In his book Camera Lucida, Roland Barthes wrote: "I wanted to explore [photography] not as a question but as a wound". Photographs arriving from Ukraine are just like wounds that reopen old ones from the Second World War.
Yesterday a Russian airstrike hit the children's and maternity hospital in Mariupol. Windows blew out and heavily pregnant women were carried out on stretchers, others walked out of the hospital with blood on their faces and clothes. Two hospitals in Zhytomyr also had their windows blown out in a Russian airstrike, one of them was a children's hospital.
According to the rules of war, civilians should not be targeted and medical workers, medical vehicles and hospitals dedicated to humanitarian work cannot be attacked, but it appears the rules are not being respected by the Russian army. In any war children pay a huge toll and the videos or photographs or children walking in the cold with their mothers, arriving in other countries on packed trains or being forced to flee when severely ill, just make you realise that we didn't learn anything from two previous world wars. These images also make us think about pictures from the Second World War like the ones taken by Lee Miller.
In September 1945, 5 months after Lee Miller documented the U.S. Army's liberation of Dachau, the former Vogue model turned war photographer was still travelling around Europe. Emotionally distressed by the war and deeply shocked by what she had witnessed in the concentration camps (to accompany her images of the emaciated survivors and heaped-up dead of Buchenwald and Dachau, she cabled to Vogue the words: "I implore you to believe this is true"), she kept on recording the trauma she saw around her and the destruction caused by the war.
Arriving in Austria she visited the Children's Hospital in Vienna where she took some of her last photographs as a war correspondent for Vogue. At Vienna's University Children’s Hospital, she took pictures of children dying because the necessary medicines were not available.
Cabling Audrey Withers, her editor at Vogue, Miller wrote: "For an hour I watched a baby die. He was dark blue when I first saw him. He was the dark dusty blue of these waltz-filled Vienna nights, the same colour as the striped garb of the Dachau skeletons, the same imaginary blue as Strauss's Danube. I'd thought all babies looked alike, but that was healthy babies; there are many faces for the dying. This wasn't a two months baby, he was a skinny gladiator. He gasped and fought and struggled for life, and a doctor and a nun and I just stood there and watched…There was nothing to do but watch him die. Baring his sharp toothless gums he clenched his fists against the attack of death. This tiny baby fought for his only possession, life, as if it might be worth something."

**Information supplied:**

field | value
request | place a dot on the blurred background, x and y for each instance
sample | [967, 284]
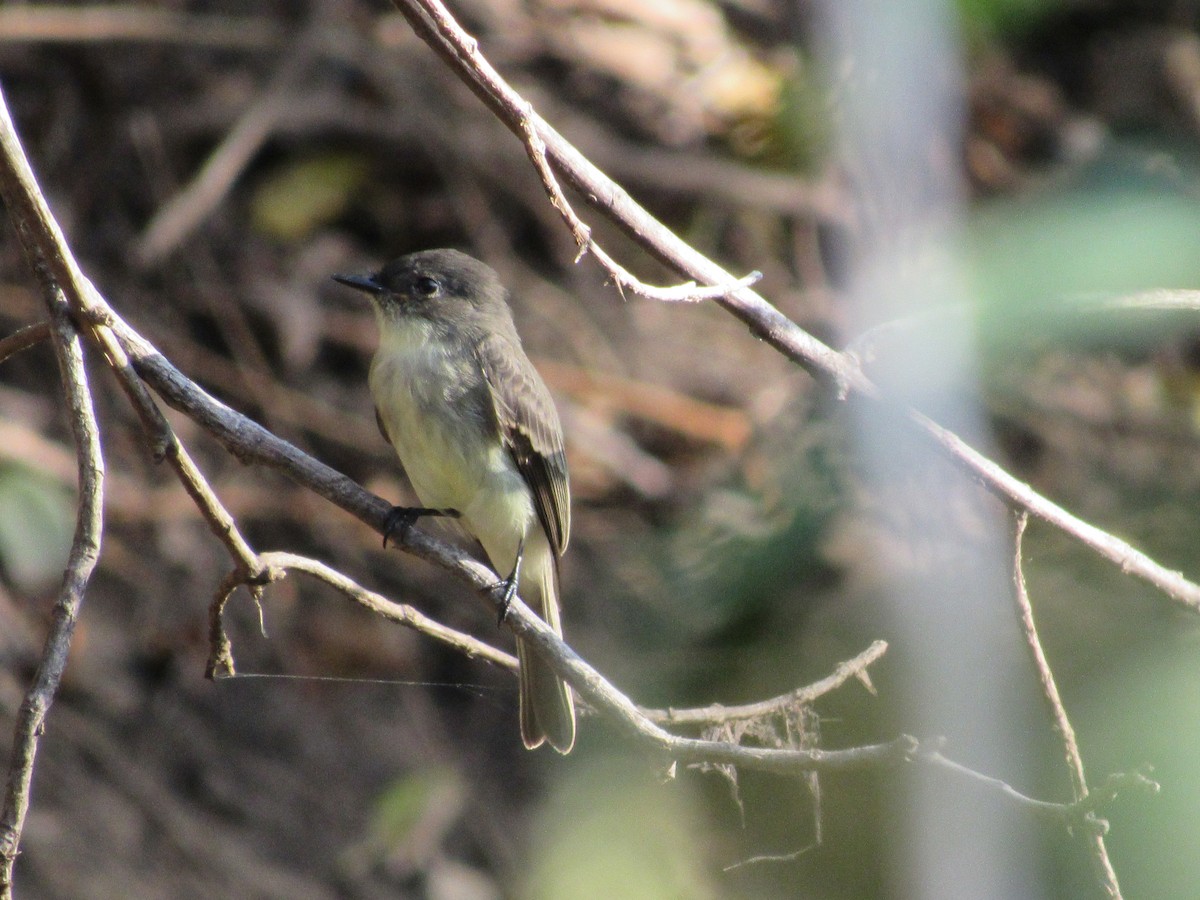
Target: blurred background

**Work to complete:**
[1] In the article about war photographs from Ukraine and Lee Miller, what words did Miller cable to Vogue along with her images from Buchenwald and Dachau?
[2] Translate this sentence from the article about war photographs into Spanish: "Yesterday a Russian airstrike hit the children's and maternity hospital in Mariupol."
[3] Pick up the article about war photographs from Ukraine and Lee Miller after its last sentence and write the next part.
Leave the lines out of this; they have nothing to do with it.

**Responses:**
[1] "I implore you to believe this is true."

[2] Ayer un ataque aéreo ruso alcanzó el hospital infantil y de maternidad de Mariúpol.

[3]
While in Vienna, Miller also took a picture of a young girl in a white dressing gown and a bow in her hair. White bed railings framed her, while she looked directly into the camera, a doll in a tattered dress lying next to her, almost a lifeless representation of the many children who died.
Miller's photographs confronted the magazine's readers demanding them to consider the physical and psychical costs of war. Miller sympathized with the children in the hospitals and saw their portraits as a warning against future wars.
If you got the chance of seeing Miller's images in exhibitions or you have books about her work, you will be able to make comparisons with images we are seeing from Ukraine.
There is, for example, a picture by Miller showing the Nonconformist Chapel in London bombed in 1940. One picture shows one of its doors with bricks and debris pouring from it. Miller also captured a long shot of the same scene showing the remains of the building. Her caption for thsi picture called to mind her surrealist past with Man Ray: "1 Nonconformist Chapel + 1 bomb = Greek Temple". The bomb that destroyed the chapel had indeed transformed it into another building characterised by another architectural style, almost reinventing the role of the structure.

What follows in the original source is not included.